[Point-per-instance localization data]
++++++++

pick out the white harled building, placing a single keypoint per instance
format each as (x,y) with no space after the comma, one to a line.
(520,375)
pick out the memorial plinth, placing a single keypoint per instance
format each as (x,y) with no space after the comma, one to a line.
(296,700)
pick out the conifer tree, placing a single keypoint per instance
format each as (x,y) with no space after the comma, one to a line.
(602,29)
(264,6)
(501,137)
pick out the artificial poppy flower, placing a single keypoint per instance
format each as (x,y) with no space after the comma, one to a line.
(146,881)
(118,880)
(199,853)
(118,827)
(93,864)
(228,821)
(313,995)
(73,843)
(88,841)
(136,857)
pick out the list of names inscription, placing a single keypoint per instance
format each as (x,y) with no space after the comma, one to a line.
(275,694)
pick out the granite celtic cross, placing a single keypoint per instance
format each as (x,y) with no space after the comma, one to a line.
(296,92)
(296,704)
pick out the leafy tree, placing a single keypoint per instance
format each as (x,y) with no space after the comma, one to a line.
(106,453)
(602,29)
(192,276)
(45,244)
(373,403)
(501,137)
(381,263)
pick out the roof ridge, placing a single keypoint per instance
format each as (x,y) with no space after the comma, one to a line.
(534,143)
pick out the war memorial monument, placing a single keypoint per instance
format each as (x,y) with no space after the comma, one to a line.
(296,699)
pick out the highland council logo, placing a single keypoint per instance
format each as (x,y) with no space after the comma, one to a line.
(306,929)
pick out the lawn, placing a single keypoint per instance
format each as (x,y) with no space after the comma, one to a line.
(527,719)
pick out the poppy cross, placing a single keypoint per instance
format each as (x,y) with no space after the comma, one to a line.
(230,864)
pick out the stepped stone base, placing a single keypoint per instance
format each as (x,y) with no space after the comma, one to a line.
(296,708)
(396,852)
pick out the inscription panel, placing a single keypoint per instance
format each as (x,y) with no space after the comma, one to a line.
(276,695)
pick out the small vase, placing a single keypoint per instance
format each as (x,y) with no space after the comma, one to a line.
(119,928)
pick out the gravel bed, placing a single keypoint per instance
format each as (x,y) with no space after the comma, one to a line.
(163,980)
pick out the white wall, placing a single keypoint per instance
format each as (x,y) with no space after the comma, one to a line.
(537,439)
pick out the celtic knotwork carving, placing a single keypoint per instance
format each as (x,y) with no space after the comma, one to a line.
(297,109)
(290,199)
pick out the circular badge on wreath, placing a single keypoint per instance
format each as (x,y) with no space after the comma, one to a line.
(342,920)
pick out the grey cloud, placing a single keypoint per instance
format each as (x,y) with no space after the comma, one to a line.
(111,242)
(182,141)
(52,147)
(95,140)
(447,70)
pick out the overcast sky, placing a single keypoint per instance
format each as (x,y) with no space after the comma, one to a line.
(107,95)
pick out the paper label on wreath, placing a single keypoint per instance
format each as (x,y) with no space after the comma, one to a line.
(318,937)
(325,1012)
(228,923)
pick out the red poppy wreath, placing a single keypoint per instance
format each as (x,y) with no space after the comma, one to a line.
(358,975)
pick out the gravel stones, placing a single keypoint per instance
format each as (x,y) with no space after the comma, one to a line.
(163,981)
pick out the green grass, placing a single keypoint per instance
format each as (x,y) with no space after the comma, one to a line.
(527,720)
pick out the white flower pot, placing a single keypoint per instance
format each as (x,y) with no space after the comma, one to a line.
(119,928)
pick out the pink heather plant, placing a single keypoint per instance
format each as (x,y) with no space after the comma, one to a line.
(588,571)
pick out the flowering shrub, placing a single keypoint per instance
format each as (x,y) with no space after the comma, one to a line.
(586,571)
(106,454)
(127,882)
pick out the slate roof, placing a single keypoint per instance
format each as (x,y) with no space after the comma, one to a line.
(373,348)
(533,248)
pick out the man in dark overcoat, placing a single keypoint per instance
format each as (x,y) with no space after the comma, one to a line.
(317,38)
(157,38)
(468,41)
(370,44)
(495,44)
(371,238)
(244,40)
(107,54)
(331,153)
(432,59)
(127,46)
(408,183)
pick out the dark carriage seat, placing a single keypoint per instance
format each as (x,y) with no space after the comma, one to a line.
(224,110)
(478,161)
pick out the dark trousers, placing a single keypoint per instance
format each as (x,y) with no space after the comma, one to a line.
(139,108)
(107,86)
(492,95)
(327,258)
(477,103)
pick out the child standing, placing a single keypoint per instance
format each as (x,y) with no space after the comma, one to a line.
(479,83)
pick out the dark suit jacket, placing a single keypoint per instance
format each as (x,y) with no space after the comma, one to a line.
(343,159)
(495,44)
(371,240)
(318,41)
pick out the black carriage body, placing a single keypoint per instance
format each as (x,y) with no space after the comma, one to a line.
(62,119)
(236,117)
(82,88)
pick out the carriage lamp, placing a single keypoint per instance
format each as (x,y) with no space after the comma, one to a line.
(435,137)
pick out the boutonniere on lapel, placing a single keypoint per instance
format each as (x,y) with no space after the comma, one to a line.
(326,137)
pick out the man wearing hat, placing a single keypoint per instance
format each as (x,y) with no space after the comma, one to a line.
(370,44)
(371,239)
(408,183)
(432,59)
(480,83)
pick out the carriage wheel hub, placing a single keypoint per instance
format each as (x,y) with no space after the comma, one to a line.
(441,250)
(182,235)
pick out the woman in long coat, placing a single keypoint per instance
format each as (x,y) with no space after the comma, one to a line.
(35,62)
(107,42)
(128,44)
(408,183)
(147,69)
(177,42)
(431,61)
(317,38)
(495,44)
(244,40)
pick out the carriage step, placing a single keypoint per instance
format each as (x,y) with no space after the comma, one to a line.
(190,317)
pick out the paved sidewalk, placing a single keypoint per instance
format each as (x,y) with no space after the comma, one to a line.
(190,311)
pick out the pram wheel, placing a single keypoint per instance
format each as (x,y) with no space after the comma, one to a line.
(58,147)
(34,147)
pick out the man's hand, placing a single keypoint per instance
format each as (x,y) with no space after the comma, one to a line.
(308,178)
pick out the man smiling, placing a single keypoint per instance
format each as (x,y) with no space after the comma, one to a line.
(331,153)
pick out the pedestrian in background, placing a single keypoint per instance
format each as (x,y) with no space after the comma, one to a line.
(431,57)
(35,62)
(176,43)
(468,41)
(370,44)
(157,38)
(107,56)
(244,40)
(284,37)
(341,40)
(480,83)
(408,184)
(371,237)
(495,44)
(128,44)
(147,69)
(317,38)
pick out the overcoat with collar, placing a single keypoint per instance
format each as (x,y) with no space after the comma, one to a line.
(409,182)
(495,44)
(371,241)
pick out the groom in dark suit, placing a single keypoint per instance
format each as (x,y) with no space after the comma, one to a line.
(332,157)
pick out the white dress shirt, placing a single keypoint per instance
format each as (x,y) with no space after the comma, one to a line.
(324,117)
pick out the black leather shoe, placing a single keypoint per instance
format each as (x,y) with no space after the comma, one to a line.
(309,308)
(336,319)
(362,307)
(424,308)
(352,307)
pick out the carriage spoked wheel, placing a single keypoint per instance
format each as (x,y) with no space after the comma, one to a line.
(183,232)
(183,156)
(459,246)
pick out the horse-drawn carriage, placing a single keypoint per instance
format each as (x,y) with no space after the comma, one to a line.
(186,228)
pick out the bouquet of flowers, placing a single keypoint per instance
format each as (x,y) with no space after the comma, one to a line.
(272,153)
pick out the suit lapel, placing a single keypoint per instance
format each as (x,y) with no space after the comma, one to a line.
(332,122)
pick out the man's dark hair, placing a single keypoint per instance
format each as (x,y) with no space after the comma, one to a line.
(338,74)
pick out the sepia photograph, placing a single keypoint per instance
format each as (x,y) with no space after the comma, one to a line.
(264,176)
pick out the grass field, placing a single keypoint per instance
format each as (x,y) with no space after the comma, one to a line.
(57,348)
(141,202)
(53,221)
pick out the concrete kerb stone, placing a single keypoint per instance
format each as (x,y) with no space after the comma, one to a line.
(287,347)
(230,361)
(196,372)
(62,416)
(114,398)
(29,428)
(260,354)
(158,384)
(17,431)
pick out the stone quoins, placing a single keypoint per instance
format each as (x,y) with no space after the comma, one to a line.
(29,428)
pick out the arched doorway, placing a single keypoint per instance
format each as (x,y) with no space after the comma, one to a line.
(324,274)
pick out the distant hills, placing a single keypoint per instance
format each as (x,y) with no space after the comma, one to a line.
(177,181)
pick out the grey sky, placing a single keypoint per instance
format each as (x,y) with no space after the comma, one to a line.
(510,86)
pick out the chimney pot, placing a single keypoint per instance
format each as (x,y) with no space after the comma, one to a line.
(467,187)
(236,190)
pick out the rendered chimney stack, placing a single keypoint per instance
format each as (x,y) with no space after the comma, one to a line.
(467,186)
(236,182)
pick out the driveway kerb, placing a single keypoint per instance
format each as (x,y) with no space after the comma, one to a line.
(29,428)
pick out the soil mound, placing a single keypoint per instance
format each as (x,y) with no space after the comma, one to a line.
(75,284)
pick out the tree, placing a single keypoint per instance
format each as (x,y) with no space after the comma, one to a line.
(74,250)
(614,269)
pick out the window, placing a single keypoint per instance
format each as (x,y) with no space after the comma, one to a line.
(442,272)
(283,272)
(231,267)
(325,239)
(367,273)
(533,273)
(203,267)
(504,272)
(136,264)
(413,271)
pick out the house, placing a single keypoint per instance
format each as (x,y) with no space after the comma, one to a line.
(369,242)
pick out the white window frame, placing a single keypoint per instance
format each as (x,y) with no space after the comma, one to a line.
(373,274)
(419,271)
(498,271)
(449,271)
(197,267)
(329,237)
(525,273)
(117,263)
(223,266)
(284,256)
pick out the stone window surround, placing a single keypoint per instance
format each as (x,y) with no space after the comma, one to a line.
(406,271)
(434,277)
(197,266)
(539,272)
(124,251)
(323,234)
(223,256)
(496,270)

++++++++

What you should do:
Wherever the string "wheel" appears in the entries above, return the line it appears on.

Answer section:
pick out the carriage wheel hub, placing a single keypoint per instance
pick out the pram wheel, placing a single keypoint per instance
pick out the carriage spoked wheel, placing a single keypoint per instance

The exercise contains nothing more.